** Start Input for this task **
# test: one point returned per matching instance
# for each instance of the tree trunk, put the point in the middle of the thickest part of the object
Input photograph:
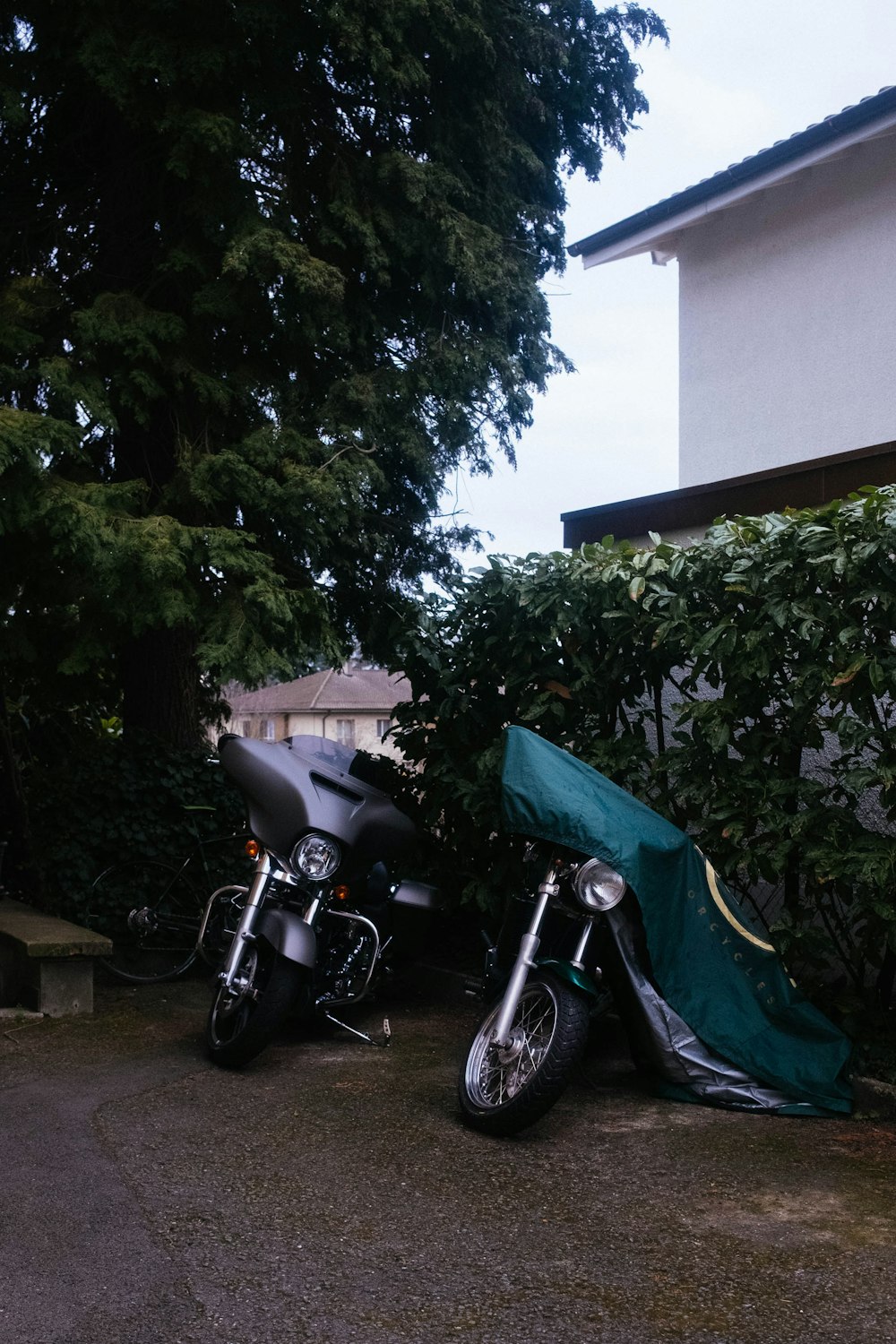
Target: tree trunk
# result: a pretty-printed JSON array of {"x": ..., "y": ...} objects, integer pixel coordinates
[
  {"x": 19, "y": 870},
  {"x": 160, "y": 683}
]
** End Input for this task **
Aim. Please rewrite the entries above with "thickest" swapped for "widest" and nothing else altered, leaving out the pictures.

Answer in full.
# test: one point returned per matching instance
# for each instance of the tree trunk, put the point in the middle of the widest part of the object
Input photograph:
Target: tree trunk
# result: a pretty-printed JSON array of {"x": ..., "y": ...} objects, integer pixel coordinates
[
  {"x": 19, "y": 870},
  {"x": 160, "y": 683}
]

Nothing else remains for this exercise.